Source text:
---+---
A Hierarchical Feature Constraint to Camouflage Medical Adversarial Attacks
This research is significant for medical AI security, as it reveals a fundamental vulnerability in medical image representations and exploits it to create more stealthy adversarial attacks, posing a greater risk to clinical decision-making systems.
This paper investigates why adversarial examples (AEs) in medical imaging are easily detectable in hierarchical feature space, attributing it to the continuous optimization of vulnerable representations in a fixed direction. They then propose a Hierarchical Feature Constraint (HFC) that, when added to existing attacks, helps hide adversarial representations within normal feature distributions, enabling attacks to bypass state-of-the-art detectors more effectively on Fundoscopy and Chest X-Ray datasets.
Deep neural networks (DNNs) for medical images are extremely vulnerable to adversarial examples (AEs), which poses security concerns on clinical decision making. Luckily, medical AEs are also easy to detect in hierarchical feature space per our study herein. To better understand this phenomenon, we thoroughly investigate the intrinsic characteristic of medical AEs in feature space, providing both empirical evidence and theoretical explanations for the question: why are medical adversarial attacks easy to detect? We first perform a stress test to reveal the vulnerability of deep representations of medical images, in contrast to natural images. We then theoretically prove that typical adversarial attacks to binary disease diagnosis network manipulate the prediction by continuously optimizing the vulnerable representations in a fixed direction, resulting in outlier features that make medical AEs easy to detect. However, this vulnerability can also be exploited to hide the AEs in the feature space. We propose a novel hierarchical feature constraint (HFC) as an add-on to existing adversarial attacks, which encourages the hiding of the adversarial representation within the normal feature distribution. We evaluate the proposed method on two public medical image datasets, namely {Fundoscopy} and {Chest X-Ray}. Experimental results demonstrate the superiority of our adversarial attack method as it bypasses an array of state-of-the-art adversarial detectors more easily than competing attack methods, supporting that the great vulnerability of medical features allows an attacker more room to manipulate the adversarial representations.
---+---
Dataset extract:
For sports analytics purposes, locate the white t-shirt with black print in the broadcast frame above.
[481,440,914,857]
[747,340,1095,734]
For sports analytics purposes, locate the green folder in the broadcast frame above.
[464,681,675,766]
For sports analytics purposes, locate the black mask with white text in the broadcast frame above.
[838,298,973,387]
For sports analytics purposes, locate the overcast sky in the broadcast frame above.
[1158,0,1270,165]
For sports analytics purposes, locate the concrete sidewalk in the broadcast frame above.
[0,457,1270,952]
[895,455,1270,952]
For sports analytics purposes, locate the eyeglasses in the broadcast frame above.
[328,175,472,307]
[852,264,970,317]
---+---
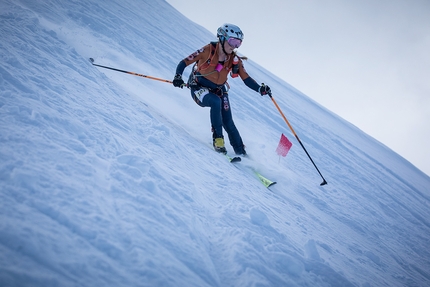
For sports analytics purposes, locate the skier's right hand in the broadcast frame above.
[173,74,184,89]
---+---
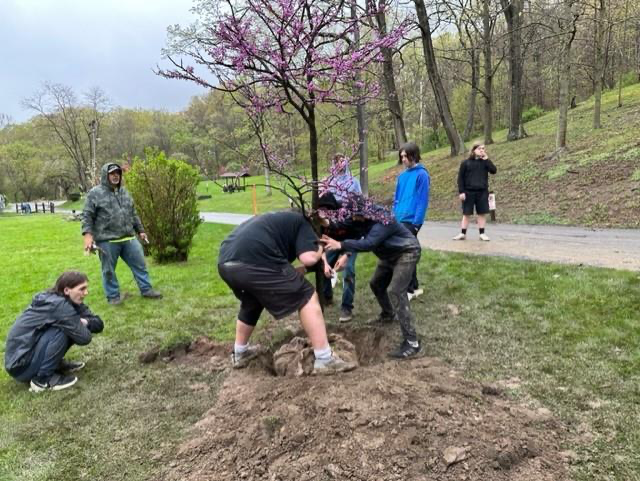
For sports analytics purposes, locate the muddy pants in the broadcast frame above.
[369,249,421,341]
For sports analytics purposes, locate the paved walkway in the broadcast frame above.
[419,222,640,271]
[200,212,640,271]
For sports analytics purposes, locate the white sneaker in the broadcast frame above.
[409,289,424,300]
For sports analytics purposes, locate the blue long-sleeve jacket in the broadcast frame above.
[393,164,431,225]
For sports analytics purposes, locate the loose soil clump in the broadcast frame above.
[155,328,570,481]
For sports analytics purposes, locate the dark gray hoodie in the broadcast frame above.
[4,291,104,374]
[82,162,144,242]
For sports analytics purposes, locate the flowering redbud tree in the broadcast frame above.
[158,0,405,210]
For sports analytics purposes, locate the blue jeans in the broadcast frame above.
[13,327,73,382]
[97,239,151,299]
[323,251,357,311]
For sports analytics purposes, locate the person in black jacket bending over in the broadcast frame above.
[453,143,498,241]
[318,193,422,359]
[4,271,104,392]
---+---
Description of the task: Rewrite the part of the source text starting with "A Hierarchical Feature Constraint to" and going on through "Chest X-Ray datasets.", replacing "stealthy" with "covert".

Exercise result:
A Hierarchical Feature Constraint to Camouflage Medical Adversarial Attacks
This research is significant for medical AI security, as it reveals a fundamental vulnerability in medical image representations and exploits it to create more covert adversarial attacks, posing a greater risk to clinical decision-making systems.
This paper investigates why adversarial examples (AEs) in medical imaging are easily detectable in hierarchical feature space, attributing it to the continuous optimization of vulnerable representations in a fixed direction. They then propose a Hierarchical Feature Constraint (HFC) that, when added to existing attacks, helps hide adversarial representations within normal feature distributions, enabling attacks to bypass state-of-the-art detectors more effectively on Fundoscopy and Chest X-Ray datasets.